Shape annotation lines:

◇ ◇ ◇ ◇ ◇ ◇ ◇

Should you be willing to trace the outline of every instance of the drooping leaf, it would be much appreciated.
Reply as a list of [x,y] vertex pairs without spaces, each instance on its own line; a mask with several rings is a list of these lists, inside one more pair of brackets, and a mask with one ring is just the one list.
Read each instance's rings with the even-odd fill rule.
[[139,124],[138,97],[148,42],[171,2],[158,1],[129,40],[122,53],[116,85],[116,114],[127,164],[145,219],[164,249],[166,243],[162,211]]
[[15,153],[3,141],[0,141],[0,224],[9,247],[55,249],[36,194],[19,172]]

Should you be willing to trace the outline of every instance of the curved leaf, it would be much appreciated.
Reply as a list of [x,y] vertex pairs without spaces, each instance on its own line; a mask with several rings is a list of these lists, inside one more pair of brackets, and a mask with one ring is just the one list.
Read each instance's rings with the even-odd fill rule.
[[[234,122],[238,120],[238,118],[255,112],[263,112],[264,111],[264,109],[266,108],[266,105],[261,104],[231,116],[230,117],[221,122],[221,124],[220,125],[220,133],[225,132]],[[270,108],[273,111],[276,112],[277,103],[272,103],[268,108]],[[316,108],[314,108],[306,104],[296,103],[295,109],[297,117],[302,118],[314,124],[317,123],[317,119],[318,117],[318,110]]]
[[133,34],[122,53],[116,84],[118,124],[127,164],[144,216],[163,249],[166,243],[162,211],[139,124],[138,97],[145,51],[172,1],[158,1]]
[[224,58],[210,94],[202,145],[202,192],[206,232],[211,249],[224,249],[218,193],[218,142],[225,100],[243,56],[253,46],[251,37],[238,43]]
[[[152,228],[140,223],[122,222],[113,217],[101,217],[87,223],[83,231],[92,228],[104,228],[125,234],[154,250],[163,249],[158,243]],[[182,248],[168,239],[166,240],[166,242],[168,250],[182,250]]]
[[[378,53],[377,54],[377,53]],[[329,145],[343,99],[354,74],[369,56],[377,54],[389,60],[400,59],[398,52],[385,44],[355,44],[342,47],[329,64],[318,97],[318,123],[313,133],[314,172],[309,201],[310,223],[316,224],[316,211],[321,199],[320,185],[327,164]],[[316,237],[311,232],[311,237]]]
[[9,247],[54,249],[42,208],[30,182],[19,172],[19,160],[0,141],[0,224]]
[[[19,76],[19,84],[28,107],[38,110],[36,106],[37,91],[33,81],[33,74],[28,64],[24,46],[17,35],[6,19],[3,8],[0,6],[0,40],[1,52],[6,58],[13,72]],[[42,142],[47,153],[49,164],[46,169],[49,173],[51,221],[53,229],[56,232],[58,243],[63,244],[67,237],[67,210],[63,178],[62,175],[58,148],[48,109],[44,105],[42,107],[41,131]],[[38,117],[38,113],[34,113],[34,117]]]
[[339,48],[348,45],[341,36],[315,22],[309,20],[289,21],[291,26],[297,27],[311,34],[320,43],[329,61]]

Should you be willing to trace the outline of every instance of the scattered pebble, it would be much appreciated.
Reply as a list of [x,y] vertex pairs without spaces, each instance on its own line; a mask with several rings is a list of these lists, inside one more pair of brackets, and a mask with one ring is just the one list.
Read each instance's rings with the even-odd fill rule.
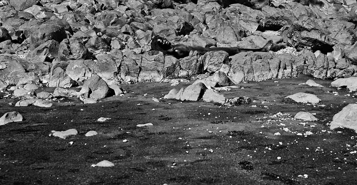
[[139,125],[136,125],[137,127],[147,127],[147,126],[152,126],[152,123],[148,123],[146,124],[140,124]]
[[90,136],[95,136],[98,134],[98,132],[94,131],[89,131],[86,134],[86,136],[87,137]]
[[99,121],[99,122],[104,122],[108,120],[110,120],[111,119],[111,118],[101,117],[99,118],[98,119],[98,121]]

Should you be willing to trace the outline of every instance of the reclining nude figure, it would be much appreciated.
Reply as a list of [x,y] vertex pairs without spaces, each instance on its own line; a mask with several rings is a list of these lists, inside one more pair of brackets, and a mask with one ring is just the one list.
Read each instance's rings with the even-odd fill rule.
[[210,51],[225,51],[229,56],[232,56],[242,52],[249,51],[268,52],[270,49],[273,41],[271,39],[262,48],[259,49],[246,49],[238,47],[204,48],[200,46],[192,46],[182,44],[172,45],[166,38],[157,35],[151,39],[151,49],[159,51],[165,55],[171,55],[177,59],[188,56],[191,51],[197,51],[200,54],[203,55]]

◇ ◇ ◇ ◇ ◇ ◇ ◇

#### EXERCISE REQUIREMENTS:
Count the lines above that contain the string "leaf", treating uppercase and lowercase as different, and give only the number.

#### TASK OUTPUT:
2